* _To do_: Could you rewrite everything in the dolphin rescue account from "The endangered Bolivian" down to "the water receded.", with "pod" replaced by "group"?

* _Text passage_:
The endangered Bolivian river dolphin, Inia boliviensis, faces a number of natural and man-made threats to its very existence. This past August, Dr. Ellen Bronson, the Zoo’s Sr. Director of Animal Health, Conservation, and Research, made her second dolphin rescue trip to Bolivia – this time to relocate a pod of dolphins that swam into a shallow irrigation ditch and became trapped as the water receded.
Read her fascinating, first-person account of a rapid-response conservation effort to save these amazing creatures.
5 August:
I arrived very late last night with all of the medical supplies after a long 18-hour day of traveling from DC over the Caribbean, with a quick layover in Panama City, continuing on crossing the vast green of the Amazon for hours until I arrived in Santa Cruz. After a deep long sleep, the first in days after several days at the zoo of last minute and lengthy detailed preparation of supplies, ever changing plans, and scheduling, the trip to the Bolivian river dolphins began.

* _Data under study_:
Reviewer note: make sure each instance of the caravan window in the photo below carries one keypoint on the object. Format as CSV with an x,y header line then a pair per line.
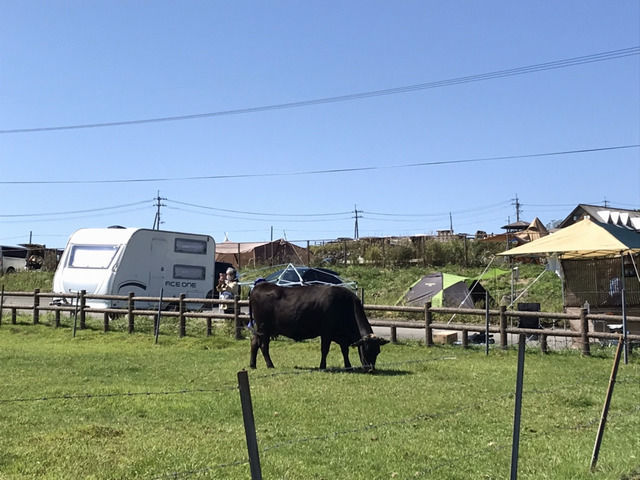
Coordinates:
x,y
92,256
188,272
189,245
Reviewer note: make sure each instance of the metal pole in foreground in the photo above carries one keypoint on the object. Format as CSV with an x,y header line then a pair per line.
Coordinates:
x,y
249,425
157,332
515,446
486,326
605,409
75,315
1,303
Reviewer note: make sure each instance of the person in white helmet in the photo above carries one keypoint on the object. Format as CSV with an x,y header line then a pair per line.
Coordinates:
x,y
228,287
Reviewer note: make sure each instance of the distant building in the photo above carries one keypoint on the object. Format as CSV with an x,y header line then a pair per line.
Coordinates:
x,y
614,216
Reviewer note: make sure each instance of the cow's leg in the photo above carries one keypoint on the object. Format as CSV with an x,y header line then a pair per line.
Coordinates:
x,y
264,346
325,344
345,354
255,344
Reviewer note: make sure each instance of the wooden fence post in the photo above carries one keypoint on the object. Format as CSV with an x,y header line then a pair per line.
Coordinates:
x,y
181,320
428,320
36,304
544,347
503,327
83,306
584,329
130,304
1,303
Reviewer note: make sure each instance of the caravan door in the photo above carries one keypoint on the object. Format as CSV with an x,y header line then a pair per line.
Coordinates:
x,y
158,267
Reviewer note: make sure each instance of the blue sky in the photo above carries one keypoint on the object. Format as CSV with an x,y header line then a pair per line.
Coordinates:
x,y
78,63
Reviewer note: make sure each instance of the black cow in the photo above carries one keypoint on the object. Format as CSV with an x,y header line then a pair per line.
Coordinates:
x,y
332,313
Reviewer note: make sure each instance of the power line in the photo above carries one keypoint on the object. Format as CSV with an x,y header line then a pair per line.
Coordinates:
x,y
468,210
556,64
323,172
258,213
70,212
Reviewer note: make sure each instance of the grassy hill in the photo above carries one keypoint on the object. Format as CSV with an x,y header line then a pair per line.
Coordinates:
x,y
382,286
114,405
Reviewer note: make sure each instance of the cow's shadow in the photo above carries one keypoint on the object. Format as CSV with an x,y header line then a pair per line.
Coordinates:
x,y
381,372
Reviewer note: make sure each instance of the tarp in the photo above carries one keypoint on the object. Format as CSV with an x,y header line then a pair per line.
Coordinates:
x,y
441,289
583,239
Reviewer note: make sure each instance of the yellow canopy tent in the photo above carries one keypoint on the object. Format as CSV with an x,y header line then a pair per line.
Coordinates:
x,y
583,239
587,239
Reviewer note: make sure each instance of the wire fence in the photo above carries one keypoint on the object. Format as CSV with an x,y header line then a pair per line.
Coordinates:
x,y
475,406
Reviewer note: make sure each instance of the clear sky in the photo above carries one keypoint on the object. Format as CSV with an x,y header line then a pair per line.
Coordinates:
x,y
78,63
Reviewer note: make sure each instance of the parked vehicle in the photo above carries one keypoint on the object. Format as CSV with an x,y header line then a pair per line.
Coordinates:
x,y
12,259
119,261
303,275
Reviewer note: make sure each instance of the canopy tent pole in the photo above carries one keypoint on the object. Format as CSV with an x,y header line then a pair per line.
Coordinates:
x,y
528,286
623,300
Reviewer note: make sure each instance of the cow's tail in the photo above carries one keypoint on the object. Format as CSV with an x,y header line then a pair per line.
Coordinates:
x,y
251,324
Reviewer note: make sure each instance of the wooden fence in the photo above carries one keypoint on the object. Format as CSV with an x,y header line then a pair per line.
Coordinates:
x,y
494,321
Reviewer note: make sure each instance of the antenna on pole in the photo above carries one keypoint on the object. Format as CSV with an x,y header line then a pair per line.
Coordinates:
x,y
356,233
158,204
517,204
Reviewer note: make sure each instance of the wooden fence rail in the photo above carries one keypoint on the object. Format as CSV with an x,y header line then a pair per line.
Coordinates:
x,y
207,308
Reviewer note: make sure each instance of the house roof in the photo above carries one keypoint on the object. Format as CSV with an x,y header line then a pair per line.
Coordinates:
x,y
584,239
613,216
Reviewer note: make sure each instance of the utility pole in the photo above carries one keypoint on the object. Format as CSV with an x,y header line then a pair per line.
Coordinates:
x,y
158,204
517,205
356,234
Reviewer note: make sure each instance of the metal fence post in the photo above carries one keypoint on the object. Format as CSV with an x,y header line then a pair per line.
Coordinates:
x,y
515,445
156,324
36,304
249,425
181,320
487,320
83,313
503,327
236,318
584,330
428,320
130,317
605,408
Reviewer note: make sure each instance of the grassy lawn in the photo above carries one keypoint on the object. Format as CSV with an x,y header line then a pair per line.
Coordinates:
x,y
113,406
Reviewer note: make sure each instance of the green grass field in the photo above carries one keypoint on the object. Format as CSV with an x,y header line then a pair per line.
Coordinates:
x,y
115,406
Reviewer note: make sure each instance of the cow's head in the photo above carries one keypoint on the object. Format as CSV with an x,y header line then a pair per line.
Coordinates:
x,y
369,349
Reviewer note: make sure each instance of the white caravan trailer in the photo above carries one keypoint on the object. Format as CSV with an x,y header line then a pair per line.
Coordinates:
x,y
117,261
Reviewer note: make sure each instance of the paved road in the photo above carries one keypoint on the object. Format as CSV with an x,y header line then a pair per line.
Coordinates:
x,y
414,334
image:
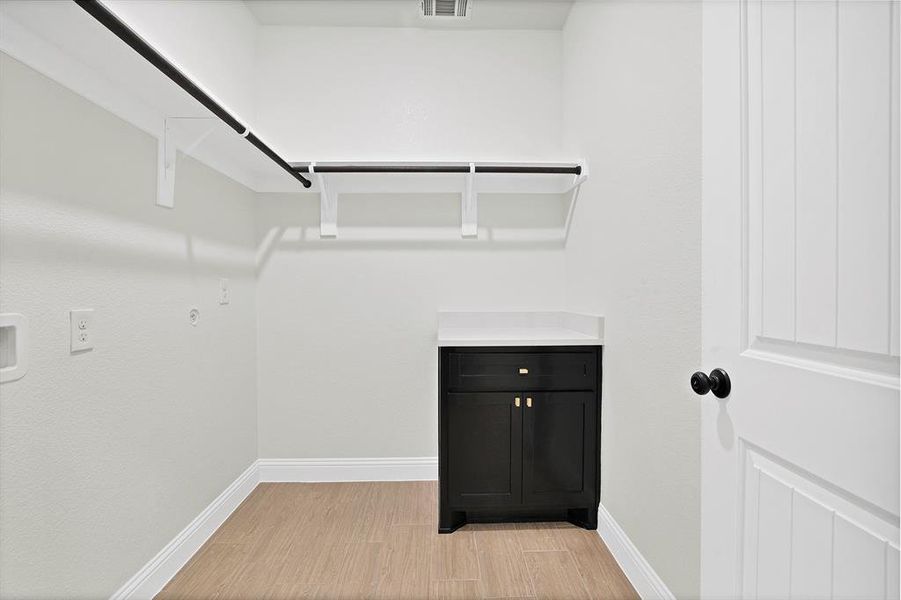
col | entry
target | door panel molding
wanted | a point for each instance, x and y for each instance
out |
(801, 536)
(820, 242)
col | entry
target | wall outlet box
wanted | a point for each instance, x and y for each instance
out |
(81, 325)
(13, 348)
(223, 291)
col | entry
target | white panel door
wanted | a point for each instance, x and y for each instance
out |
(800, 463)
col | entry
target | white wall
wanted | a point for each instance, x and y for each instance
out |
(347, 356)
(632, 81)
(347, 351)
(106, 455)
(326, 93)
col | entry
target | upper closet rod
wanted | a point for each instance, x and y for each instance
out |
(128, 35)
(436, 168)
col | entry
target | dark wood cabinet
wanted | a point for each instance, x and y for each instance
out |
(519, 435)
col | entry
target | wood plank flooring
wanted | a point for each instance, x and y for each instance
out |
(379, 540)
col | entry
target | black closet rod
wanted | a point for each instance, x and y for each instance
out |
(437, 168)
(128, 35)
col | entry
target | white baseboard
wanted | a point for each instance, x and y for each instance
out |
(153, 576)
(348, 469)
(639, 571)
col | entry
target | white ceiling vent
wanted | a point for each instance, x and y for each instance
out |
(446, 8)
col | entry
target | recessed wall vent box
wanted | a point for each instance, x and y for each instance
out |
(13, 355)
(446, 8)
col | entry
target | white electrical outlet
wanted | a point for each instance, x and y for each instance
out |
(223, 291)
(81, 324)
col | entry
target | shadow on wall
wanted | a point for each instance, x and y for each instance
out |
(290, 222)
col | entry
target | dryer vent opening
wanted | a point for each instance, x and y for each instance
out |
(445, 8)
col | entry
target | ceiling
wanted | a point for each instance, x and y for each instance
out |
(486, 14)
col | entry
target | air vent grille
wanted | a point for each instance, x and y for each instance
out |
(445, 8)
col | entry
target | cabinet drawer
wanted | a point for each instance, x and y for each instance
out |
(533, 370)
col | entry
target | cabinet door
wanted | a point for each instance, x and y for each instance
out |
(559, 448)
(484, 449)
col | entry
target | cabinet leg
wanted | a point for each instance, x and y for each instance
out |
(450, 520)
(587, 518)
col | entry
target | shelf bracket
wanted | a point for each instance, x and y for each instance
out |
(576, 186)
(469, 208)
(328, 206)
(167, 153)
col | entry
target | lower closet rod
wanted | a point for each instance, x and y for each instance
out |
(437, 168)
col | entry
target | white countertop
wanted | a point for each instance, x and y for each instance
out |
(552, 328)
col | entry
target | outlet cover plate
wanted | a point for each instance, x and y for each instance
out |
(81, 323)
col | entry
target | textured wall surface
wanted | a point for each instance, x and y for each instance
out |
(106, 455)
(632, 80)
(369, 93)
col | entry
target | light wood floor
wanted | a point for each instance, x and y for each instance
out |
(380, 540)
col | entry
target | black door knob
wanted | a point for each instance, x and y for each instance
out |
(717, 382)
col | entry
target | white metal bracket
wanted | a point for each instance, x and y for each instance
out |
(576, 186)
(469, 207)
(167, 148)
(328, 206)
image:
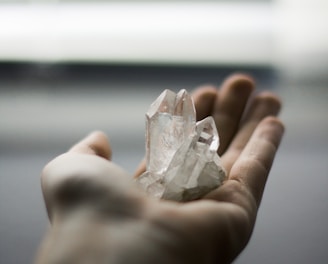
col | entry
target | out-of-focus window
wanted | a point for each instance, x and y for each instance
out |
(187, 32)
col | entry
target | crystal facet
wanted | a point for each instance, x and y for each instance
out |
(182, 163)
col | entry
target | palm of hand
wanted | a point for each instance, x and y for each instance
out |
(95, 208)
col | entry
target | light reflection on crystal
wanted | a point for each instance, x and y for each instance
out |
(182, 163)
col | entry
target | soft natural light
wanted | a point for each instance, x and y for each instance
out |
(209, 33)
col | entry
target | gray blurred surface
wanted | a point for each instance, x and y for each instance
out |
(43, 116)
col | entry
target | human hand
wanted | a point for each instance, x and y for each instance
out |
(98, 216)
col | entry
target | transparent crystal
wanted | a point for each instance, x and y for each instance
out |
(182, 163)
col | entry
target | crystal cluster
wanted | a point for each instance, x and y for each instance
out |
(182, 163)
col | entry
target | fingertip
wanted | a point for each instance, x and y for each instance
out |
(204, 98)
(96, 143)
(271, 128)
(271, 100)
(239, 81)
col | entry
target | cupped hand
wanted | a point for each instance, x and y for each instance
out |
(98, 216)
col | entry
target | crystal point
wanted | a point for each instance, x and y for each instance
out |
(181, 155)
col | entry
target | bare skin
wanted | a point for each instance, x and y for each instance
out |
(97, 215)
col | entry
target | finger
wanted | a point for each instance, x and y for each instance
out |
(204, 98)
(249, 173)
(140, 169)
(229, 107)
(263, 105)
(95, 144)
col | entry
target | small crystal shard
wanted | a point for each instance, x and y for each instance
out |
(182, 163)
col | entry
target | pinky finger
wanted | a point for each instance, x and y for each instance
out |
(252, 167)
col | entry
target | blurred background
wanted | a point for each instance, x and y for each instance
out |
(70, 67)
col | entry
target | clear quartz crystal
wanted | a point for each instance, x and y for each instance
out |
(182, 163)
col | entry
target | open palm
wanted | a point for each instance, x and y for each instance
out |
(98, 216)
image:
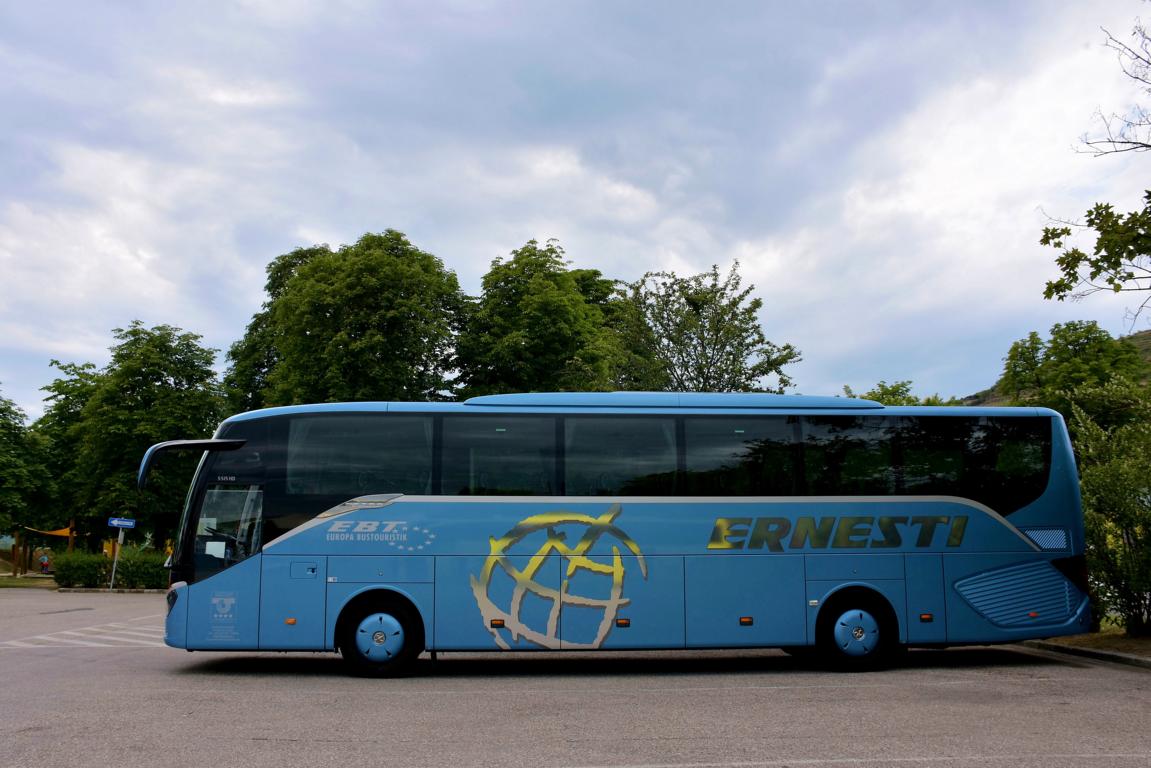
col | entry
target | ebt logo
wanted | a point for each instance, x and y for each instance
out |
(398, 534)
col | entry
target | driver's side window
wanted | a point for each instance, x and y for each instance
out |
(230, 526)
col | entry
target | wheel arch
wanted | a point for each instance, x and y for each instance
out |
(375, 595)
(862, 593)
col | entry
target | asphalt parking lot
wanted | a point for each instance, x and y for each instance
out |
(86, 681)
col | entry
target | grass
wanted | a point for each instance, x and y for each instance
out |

* _Output of the task_:
The endangered Bolivian river dolphin, Inia boliviensis, faces a number of natural and man-made threats to its very existence. This past August, Dr. Ellen Bronson, the Zoo’s Sr. Director of Animal Health, Conservation, and Research, made her second dolphin rescue trip to Bolivia – this time to relocate a group of dolphins that swam into a shallow irrigation ditch and became trapped as the water receded.